Image object location entries:
☆ ☆ ☆ ☆ ☆

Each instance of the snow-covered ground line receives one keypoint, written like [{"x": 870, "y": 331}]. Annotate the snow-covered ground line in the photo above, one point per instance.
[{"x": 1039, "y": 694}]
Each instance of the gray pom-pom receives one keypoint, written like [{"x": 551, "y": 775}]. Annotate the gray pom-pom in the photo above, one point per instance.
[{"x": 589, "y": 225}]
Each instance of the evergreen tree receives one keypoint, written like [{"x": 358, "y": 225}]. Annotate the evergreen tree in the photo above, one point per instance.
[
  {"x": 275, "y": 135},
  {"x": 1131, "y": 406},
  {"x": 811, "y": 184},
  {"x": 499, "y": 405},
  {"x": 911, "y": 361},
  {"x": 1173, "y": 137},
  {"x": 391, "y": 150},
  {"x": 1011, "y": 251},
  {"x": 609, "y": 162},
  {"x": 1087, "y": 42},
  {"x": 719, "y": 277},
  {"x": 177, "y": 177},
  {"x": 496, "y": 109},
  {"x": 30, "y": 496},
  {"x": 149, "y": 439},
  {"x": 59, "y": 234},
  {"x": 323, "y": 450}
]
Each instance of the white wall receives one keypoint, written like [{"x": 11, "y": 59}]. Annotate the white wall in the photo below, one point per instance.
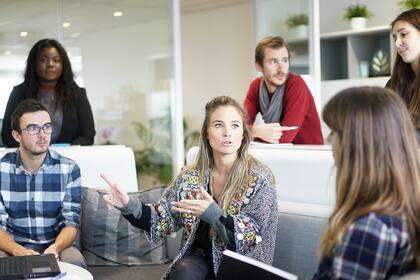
[
  {"x": 217, "y": 57},
  {"x": 119, "y": 76}
]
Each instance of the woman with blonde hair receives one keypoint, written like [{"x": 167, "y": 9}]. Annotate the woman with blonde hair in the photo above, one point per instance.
[
  {"x": 405, "y": 78},
  {"x": 374, "y": 228},
  {"x": 227, "y": 200}
]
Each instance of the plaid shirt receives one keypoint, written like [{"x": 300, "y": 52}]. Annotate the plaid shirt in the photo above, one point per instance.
[
  {"x": 35, "y": 207},
  {"x": 374, "y": 247}
]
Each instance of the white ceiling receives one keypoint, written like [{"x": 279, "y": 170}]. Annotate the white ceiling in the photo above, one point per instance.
[{"x": 43, "y": 18}]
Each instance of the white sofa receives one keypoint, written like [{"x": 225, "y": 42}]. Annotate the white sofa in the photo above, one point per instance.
[
  {"x": 303, "y": 173},
  {"x": 116, "y": 161}
]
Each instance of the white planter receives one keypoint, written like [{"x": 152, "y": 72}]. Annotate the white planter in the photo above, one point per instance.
[
  {"x": 301, "y": 31},
  {"x": 358, "y": 23}
]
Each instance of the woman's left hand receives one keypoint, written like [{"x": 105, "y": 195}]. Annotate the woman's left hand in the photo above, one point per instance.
[{"x": 195, "y": 207}]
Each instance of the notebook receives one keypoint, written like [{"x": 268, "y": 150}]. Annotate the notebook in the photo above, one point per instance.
[
  {"x": 236, "y": 266},
  {"x": 27, "y": 267}
]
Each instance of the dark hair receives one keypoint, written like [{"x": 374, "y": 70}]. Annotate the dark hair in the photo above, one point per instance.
[
  {"x": 376, "y": 157},
  {"x": 269, "y": 42},
  {"x": 64, "y": 90},
  {"x": 26, "y": 106},
  {"x": 403, "y": 80}
]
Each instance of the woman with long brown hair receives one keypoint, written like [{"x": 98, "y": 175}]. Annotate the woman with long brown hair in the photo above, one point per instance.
[
  {"x": 374, "y": 228},
  {"x": 405, "y": 78},
  {"x": 227, "y": 200}
]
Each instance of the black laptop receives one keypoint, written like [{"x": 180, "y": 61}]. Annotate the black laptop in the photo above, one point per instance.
[
  {"x": 27, "y": 267},
  {"x": 235, "y": 266}
]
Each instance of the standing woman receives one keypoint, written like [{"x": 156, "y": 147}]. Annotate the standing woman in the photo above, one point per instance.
[
  {"x": 227, "y": 200},
  {"x": 373, "y": 232},
  {"x": 405, "y": 78},
  {"x": 49, "y": 78}
]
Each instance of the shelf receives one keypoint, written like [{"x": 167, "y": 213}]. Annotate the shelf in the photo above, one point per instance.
[
  {"x": 344, "y": 53},
  {"x": 366, "y": 31}
]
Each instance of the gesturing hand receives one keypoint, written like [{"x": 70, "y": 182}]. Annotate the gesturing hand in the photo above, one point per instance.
[
  {"x": 22, "y": 251},
  {"x": 195, "y": 207},
  {"x": 114, "y": 195}
]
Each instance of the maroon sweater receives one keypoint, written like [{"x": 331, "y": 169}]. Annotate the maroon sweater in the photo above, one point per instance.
[{"x": 298, "y": 110}]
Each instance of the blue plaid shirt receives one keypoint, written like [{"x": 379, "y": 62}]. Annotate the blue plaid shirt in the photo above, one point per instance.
[
  {"x": 374, "y": 247},
  {"x": 35, "y": 207}
]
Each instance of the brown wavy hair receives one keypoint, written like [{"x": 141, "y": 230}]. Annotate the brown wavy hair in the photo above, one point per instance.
[
  {"x": 377, "y": 160},
  {"x": 237, "y": 181},
  {"x": 404, "y": 80}
]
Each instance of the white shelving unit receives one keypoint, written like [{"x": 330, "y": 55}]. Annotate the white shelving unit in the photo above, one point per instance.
[{"x": 342, "y": 52}]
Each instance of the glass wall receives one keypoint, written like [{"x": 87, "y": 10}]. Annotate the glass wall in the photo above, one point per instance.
[{"x": 121, "y": 52}]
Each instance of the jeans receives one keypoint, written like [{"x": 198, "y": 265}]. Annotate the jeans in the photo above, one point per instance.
[{"x": 195, "y": 266}]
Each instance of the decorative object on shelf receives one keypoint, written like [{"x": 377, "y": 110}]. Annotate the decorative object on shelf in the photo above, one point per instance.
[
  {"x": 357, "y": 15},
  {"x": 379, "y": 65},
  {"x": 364, "y": 69},
  {"x": 409, "y": 4},
  {"x": 299, "y": 23}
]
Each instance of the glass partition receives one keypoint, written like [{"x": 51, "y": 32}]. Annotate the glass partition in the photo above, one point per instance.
[{"x": 121, "y": 52}]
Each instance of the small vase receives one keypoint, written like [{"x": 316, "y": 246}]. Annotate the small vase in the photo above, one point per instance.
[
  {"x": 358, "y": 23},
  {"x": 302, "y": 31}
]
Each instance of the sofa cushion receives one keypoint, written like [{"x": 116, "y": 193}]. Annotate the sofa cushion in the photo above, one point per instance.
[
  {"x": 109, "y": 239},
  {"x": 299, "y": 229}
]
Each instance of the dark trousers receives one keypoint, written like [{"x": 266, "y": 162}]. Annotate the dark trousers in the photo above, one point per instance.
[{"x": 195, "y": 266}]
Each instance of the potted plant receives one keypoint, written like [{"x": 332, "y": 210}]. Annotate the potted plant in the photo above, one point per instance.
[
  {"x": 298, "y": 22},
  {"x": 357, "y": 15},
  {"x": 409, "y": 4}
]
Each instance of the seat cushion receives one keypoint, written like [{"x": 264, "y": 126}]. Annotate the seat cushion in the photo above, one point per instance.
[
  {"x": 109, "y": 239},
  {"x": 297, "y": 243}
]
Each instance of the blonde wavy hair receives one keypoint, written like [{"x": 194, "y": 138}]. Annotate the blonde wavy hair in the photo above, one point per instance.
[
  {"x": 237, "y": 181},
  {"x": 377, "y": 159}
]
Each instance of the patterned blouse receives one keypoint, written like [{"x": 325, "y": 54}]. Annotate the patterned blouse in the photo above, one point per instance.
[
  {"x": 374, "y": 247},
  {"x": 254, "y": 215}
]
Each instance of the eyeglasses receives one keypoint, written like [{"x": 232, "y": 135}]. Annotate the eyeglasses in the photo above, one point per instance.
[{"x": 34, "y": 129}]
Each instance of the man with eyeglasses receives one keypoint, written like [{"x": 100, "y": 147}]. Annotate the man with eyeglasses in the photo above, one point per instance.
[
  {"x": 39, "y": 192},
  {"x": 282, "y": 97}
]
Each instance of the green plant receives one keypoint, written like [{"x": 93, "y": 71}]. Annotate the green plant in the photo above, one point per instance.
[
  {"x": 356, "y": 10},
  {"x": 409, "y": 4},
  {"x": 296, "y": 20},
  {"x": 155, "y": 156}
]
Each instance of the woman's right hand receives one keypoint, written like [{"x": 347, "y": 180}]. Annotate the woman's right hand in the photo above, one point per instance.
[{"x": 114, "y": 196}]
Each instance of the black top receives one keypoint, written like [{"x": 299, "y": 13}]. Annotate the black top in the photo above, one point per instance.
[
  {"x": 77, "y": 128},
  {"x": 202, "y": 239}
]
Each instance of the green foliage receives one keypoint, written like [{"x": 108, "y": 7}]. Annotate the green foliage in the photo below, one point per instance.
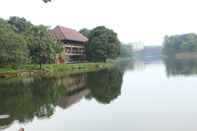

☆ ☆ ☆ ☆ ☆

What is expected — Update the material from the line with "Each instance of the green plant" through the end, changing "keypoint" to "marker" and leaving everything else as it is. Don't include the pictures.

Correct output —
Each instance of the green plant receives one marker, written like [{"x": 93, "y": 71}]. Annotate the green plant in the photo above, one point per instance.
[
  {"x": 356, "y": 10},
  {"x": 409, "y": 4},
  {"x": 296, "y": 20},
  {"x": 155, "y": 156}
]
Each instance of the woman's right hand receives one marker, written like [{"x": 347, "y": 180}]. Annotate the woman's right hand in the photo above, one point per instance.
[{"x": 114, "y": 196}]
Each instance of the black top receives one marker, written like [{"x": 299, "y": 13}]. Annotate the black top in the photo above, one point per instance.
[
  {"x": 77, "y": 128},
  {"x": 202, "y": 239}
]
Each instance of the green foliage receives one marker, written like [{"x": 108, "y": 7}]. Annotate the green foliage in the photo below, one point per instance.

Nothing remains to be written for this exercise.